Content starts
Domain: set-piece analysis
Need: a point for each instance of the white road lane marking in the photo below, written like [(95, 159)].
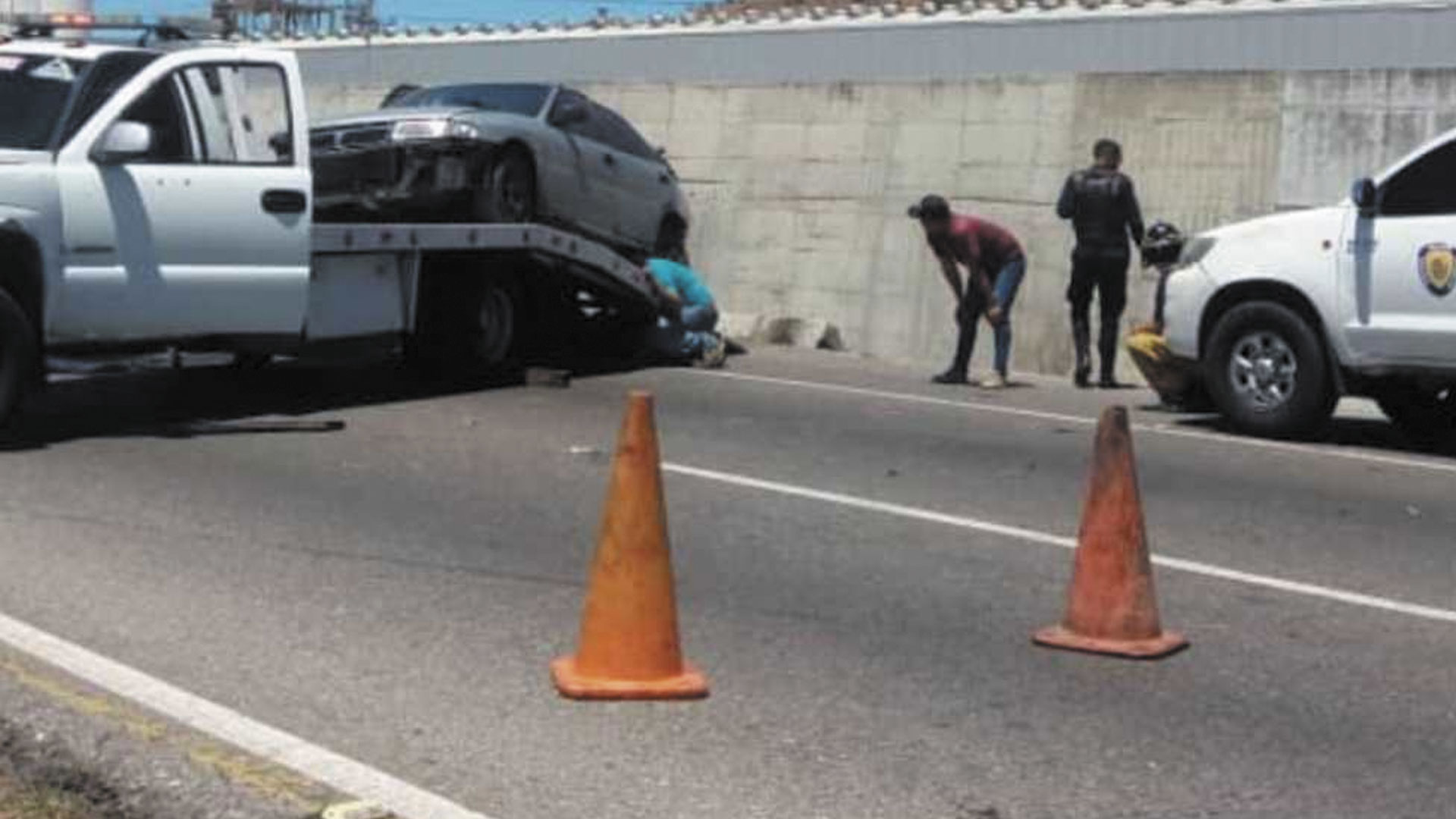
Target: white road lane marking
[(340, 773), (1087, 422), (1050, 539)]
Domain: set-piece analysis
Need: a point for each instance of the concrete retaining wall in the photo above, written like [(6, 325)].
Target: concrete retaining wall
[(800, 190)]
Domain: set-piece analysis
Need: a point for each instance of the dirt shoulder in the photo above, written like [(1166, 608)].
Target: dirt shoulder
[(69, 751)]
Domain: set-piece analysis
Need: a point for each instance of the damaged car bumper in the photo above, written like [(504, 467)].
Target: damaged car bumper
[(386, 174)]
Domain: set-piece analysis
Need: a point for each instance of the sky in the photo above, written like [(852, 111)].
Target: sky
[(419, 12)]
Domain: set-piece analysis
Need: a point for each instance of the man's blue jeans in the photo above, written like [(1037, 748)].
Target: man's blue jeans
[(974, 305), (691, 335)]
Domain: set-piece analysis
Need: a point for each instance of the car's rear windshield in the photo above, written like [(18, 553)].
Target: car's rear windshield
[(34, 91), (525, 99)]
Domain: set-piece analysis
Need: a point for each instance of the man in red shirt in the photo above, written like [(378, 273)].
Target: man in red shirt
[(995, 265)]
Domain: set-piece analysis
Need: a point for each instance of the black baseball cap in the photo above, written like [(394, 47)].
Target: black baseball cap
[(930, 207)]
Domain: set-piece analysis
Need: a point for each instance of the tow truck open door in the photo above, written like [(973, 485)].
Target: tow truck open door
[(188, 203)]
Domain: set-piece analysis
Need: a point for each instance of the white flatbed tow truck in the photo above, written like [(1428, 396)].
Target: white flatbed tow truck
[(161, 199)]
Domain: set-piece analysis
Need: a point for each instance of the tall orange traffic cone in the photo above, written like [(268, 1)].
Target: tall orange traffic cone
[(629, 648), (1111, 607)]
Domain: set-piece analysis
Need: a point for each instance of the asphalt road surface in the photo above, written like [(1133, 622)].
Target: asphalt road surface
[(388, 573)]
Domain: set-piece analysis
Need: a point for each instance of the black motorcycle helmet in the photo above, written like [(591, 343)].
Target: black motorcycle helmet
[(1163, 243)]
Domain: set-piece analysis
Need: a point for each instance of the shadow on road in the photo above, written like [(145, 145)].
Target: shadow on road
[(1366, 433), (221, 400)]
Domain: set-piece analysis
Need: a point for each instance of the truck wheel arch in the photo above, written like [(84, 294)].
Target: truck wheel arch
[(22, 275), (1279, 293)]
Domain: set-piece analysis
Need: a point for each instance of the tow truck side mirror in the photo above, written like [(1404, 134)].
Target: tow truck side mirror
[(1365, 196), (124, 142)]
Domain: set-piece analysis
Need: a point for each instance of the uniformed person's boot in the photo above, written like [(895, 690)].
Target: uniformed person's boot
[(1082, 340)]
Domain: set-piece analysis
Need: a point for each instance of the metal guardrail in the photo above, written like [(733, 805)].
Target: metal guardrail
[(903, 12)]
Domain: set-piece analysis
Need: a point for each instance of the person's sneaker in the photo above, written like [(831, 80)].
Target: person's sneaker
[(715, 356)]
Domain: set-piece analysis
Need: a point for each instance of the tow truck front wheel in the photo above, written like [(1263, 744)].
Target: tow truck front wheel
[(1267, 372), (18, 357)]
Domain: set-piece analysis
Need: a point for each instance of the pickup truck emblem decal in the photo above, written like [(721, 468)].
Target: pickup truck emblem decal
[(1436, 265)]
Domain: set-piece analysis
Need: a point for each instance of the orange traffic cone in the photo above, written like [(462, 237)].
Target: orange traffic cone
[(1111, 607), (629, 648)]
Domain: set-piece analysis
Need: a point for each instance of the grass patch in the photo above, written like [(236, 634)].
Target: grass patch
[(19, 800)]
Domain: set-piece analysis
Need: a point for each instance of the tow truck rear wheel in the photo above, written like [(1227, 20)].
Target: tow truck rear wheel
[(18, 356), (1424, 413), (468, 325), (1267, 373)]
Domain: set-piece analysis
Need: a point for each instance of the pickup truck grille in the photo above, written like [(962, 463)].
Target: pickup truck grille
[(350, 139)]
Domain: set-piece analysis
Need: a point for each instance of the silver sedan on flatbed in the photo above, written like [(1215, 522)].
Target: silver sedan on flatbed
[(495, 153)]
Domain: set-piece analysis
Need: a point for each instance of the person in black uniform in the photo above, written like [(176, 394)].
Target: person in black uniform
[(1103, 209)]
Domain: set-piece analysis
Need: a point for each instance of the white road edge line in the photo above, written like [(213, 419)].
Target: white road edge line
[(1084, 420), (1044, 538), (340, 773)]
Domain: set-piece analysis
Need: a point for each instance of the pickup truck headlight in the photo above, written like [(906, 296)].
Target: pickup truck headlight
[(411, 130)]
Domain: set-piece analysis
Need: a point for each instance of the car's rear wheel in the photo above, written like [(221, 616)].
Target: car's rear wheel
[(1267, 372), (1424, 413), (507, 194)]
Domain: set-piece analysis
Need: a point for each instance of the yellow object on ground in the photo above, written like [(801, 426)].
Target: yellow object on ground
[(1169, 378)]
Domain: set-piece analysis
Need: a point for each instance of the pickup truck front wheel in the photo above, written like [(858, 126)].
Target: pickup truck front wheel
[(1267, 372), (1424, 413), (17, 356)]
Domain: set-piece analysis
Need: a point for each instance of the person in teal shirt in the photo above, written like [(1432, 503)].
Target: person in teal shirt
[(688, 327)]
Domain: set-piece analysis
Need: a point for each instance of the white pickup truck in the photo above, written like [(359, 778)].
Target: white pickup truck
[(156, 199), (1279, 316)]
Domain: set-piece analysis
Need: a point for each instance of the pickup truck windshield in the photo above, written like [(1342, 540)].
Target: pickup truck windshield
[(33, 95), (525, 99)]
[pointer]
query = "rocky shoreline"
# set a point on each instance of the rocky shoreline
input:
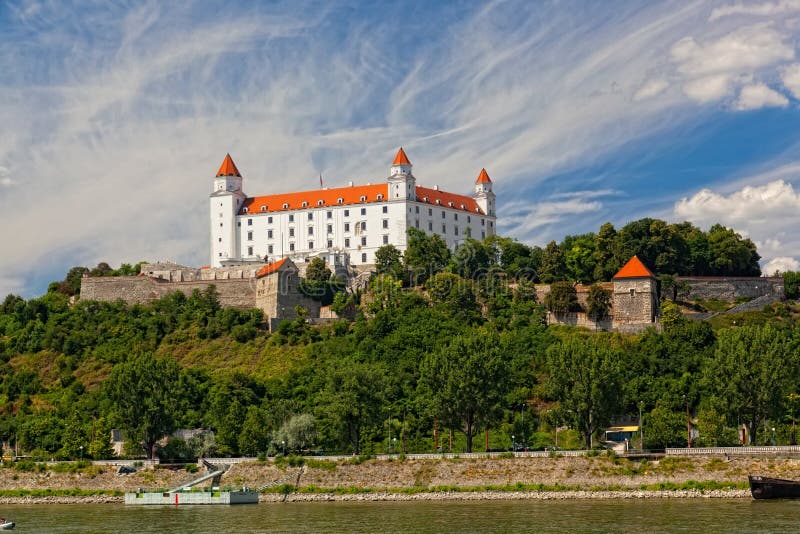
(425, 496)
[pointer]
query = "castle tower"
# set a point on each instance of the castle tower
(402, 184)
(225, 201)
(483, 193)
(635, 300)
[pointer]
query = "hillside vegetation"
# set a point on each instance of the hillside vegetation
(466, 351)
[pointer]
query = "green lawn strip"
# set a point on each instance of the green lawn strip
(662, 486)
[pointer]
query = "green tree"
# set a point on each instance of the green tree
(425, 255)
(142, 395)
(750, 373)
(598, 302)
(584, 376)
(562, 298)
(465, 382)
(389, 261)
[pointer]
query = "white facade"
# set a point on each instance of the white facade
(355, 221)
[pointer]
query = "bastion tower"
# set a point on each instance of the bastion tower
(225, 202)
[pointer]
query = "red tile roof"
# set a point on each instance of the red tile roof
(441, 198)
(228, 167)
(634, 269)
(483, 178)
(271, 268)
(401, 158)
(360, 194)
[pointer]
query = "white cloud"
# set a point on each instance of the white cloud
(5, 177)
(712, 68)
(757, 96)
(765, 9)
(790, 76)
(650, 89)
(781, 264)
(768, 213)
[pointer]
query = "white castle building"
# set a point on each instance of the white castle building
(344, 224)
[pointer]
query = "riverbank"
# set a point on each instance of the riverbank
(599, 477)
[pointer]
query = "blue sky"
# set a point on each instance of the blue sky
(116, 115)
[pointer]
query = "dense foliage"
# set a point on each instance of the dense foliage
(466, 351)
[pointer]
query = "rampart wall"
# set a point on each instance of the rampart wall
(233, 293)
(730, 288)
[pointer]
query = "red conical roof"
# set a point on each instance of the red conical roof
(228, 167)
(634, 269)
(483, 178)
(401, 158)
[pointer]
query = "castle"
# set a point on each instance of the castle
Content ends
● TASK: The response should be the listing above, limited to the lines between the one holding "Target: truck wheel arch" and the one holding "Need: a point for each instance of the orange", inclusive, reproduced exactly.

● SOLUTION FOR THIS TASK:
Target: truck wheel arch
[(22, 275), (1279, 293)]
Domain: set-piece analysis
Need: a point for each instance of the tow truck side mirror in the photo above, written like [(1404, 134)].
Target: tow truck side mirror
[(1365, 196), (124, 142)]
Domain: set-piece analysis
Need: a point for each instance of the uniformed person's boot in the photo above, written like [(895, 690)].
Target: uniformed person's boot
[(1082, 340)]
Domain: set-piece analysis
Need: a point for each instance of the metal guardrail in the photo above, written like [(733, 805)].
Target: metal guardrail
[(903, 12)]
Domain: set-piece analysis
Need: a point for each instance of the person's sneaker in the photo above, written like [(831, 80)].
Target: person's sneaker
[(715, 356)]
Domain: set-piece analysis
Need: a point for each instance of the tow truck front wheel in the photo above, written like [(1263, 744)].
Target: tow truck front wheel
[(1267, 372), (18, 357)]
Domain: set-piece analysis
Need: a point for each instance of the pickup truck emblem decal in the photo above, written like [(721, 468)].
Target: pickup truck emblem decal
[(1436, 265)]
Domain: set-piece analysis
Need: a point for each instance of the orange traffic cone in the photo above, written like [(462, 237)].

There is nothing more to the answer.